_YOUR OBJECTIVE_
Retype exactly the lines from the one holding "Class, indicate each instance of the street" through the final line of the data, both included.

_DATASET RECORDS_
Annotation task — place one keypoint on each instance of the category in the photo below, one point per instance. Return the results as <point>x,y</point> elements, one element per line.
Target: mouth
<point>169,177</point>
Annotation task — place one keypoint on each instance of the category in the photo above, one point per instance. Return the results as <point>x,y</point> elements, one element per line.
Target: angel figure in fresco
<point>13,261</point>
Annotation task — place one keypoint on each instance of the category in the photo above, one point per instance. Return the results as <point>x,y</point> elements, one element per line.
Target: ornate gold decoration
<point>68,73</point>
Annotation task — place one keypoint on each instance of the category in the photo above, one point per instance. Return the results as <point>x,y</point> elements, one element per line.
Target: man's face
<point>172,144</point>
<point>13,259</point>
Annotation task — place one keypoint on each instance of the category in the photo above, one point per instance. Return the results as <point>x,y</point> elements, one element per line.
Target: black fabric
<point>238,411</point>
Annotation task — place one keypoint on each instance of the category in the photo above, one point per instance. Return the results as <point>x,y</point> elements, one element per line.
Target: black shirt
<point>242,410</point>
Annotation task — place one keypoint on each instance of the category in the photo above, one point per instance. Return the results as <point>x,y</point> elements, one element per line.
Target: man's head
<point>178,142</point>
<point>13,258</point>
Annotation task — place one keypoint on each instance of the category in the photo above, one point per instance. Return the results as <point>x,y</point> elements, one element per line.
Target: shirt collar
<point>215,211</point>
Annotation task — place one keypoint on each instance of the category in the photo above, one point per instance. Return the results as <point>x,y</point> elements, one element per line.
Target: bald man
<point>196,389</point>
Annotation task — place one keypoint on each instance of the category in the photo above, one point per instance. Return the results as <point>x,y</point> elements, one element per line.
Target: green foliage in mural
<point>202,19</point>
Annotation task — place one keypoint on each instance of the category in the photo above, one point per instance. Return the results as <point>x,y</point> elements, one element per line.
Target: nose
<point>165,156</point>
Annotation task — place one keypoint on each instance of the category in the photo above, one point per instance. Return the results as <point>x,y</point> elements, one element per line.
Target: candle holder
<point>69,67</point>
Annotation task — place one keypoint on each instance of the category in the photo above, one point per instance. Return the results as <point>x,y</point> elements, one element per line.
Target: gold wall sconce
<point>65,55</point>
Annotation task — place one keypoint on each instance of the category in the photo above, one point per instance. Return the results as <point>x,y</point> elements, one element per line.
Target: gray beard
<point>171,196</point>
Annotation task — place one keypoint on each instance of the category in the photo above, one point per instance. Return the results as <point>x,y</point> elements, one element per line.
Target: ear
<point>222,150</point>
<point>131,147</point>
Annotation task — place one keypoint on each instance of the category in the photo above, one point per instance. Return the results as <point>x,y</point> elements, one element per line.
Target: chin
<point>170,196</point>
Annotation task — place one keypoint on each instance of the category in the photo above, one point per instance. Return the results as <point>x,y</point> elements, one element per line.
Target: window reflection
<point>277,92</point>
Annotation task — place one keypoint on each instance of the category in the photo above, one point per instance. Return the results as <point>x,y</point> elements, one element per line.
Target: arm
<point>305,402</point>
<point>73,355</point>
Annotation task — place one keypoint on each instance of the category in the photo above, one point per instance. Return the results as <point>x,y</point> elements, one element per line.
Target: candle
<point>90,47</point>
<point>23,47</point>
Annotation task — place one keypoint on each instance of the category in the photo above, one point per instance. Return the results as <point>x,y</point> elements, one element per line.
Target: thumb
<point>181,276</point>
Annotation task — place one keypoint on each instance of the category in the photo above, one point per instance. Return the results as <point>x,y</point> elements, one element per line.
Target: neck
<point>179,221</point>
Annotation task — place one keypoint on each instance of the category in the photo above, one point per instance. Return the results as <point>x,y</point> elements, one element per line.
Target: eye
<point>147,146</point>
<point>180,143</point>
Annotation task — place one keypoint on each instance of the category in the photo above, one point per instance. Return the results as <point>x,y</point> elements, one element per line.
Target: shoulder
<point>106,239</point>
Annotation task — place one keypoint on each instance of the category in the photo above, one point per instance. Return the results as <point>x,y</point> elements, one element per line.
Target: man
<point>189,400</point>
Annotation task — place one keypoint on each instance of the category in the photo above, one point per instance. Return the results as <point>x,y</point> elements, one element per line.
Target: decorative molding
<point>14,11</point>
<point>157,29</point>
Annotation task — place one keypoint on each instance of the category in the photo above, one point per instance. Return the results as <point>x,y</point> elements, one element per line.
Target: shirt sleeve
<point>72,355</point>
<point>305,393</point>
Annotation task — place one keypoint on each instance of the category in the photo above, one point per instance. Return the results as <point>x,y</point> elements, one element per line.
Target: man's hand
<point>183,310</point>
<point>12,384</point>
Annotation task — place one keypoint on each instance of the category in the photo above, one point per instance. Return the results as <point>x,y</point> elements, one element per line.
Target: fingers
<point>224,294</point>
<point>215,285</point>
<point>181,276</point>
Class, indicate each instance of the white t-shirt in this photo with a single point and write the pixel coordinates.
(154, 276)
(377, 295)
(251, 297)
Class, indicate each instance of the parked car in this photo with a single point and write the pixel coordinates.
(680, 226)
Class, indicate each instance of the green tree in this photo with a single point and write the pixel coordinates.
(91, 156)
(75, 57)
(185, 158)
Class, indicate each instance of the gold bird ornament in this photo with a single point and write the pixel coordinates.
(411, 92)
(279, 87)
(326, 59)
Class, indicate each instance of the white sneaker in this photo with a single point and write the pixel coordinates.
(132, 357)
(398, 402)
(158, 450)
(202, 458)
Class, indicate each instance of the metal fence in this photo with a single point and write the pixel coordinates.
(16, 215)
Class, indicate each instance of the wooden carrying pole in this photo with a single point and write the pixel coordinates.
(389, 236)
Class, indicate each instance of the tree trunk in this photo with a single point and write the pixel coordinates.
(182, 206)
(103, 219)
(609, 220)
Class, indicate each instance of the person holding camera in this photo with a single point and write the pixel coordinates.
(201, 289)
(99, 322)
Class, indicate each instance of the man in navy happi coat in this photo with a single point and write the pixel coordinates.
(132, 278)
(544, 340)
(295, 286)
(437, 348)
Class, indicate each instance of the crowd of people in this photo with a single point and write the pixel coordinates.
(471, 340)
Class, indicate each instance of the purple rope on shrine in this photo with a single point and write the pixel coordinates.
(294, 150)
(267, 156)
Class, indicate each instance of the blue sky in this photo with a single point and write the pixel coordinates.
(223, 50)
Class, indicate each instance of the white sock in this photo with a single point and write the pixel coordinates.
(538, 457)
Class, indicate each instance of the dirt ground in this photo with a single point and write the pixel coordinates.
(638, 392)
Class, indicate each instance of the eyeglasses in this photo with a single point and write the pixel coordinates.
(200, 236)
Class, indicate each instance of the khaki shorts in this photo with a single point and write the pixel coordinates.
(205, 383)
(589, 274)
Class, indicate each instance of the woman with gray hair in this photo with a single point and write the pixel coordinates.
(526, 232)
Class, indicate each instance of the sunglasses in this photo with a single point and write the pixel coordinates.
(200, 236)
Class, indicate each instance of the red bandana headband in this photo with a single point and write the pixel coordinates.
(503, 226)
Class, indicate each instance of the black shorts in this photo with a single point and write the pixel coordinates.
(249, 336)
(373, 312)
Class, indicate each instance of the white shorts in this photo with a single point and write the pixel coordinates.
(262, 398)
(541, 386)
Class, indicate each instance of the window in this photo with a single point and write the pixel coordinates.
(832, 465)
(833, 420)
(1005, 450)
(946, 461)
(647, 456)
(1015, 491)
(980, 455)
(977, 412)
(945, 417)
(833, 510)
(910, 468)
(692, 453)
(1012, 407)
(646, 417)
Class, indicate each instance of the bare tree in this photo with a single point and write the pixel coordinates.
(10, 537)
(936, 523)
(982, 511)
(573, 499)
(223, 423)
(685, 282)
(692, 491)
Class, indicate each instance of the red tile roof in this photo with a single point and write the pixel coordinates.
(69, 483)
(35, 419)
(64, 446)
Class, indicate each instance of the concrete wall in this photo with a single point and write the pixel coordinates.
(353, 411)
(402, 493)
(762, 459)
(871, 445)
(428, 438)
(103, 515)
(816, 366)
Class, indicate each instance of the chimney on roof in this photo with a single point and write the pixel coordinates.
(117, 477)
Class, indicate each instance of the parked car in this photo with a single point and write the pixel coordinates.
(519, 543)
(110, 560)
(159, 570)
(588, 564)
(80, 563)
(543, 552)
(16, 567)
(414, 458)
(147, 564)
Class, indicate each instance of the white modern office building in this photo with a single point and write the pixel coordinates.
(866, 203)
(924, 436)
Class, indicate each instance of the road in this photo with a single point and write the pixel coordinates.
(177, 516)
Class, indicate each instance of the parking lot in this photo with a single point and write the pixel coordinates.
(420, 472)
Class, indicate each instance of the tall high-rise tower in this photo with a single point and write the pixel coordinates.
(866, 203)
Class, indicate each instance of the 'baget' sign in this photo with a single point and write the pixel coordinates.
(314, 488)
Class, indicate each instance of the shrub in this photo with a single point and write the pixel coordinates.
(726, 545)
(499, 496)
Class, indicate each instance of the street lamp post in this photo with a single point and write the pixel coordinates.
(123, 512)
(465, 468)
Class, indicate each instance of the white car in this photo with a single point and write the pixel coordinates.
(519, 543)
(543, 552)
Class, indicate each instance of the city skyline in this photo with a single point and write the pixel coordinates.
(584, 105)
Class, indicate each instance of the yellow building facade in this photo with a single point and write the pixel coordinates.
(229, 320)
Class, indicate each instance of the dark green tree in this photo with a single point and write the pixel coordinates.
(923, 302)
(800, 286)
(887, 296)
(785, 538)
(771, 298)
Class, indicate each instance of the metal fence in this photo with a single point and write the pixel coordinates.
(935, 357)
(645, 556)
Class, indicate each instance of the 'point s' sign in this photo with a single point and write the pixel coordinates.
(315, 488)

_ANSWER TO THIS PROBLEM_
Class, indicate each instance of the street lamp post in this photo with a single point and write the pixel coordinates.
(123, 512)
(465, 468)
Class, indicate each instance of the white car in this photo with a single point and write the pixel coordinates.
(519, 543)
(543, 552)
Class, indicate each instance of the city skyline in this photo with a single point and write the pixel coordinates.
(584, 105)
Class, indicate each instance of the yellow building facade in this photo with a single point and write the pixel coordinates.
(229, 320)
Class, indicate each instance of the dark green tree in this photo with a single point and write the pixel coordinates.
(923, 302)
(800, 286)
(887, 296)
(785, 538)
(771, 298)
Class, indicate each instance of the metal fence in this photo with a single point and write the pixel coordinates.
(935, 357)
(645, 556)
Class, indicate each instance of the 'point s' sign in this photo with a single point and write the pixel coordinates.
(315, 488)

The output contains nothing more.